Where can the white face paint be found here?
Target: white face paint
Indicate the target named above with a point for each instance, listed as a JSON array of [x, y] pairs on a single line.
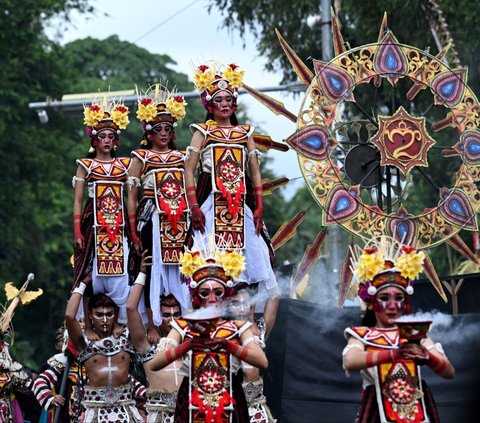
[[103, 318]]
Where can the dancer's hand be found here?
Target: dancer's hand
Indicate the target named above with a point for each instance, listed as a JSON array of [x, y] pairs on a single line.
[[146, 261], [57, 400], [198, 219]]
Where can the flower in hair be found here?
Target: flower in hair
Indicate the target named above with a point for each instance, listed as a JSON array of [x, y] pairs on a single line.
[[176, 106], [234, 75], [120, 116], [146, 110], [190, 261], [410, 263], [369, 264], [93, 114], [232, 262], [203, 78]]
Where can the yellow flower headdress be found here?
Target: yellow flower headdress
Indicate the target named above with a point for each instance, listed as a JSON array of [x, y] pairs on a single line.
[[385, 262], [212, 263], [105, 114], [213, 77], [159, 105]]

**Task to complete:** Rewrite the material starting with the line with "Where can the flower in hair be found here?" and going on through the line with "262], [203, 78]]", swapping "flower in hair" for "hair blossom" and keeping everything else the same.

**Solution to this exercise:**
Where can the hair blossom be found here?
Target: hair blossom
Indicate the target named above with a point for each instance, listed as a JSON array of [x, y] pairs on a single line.
[[176, 106], [234, 75], [120, 116], [146, 110], [190, 261], [410, 263], [369, 264], [93, 114], [232, 262], [203, 78]]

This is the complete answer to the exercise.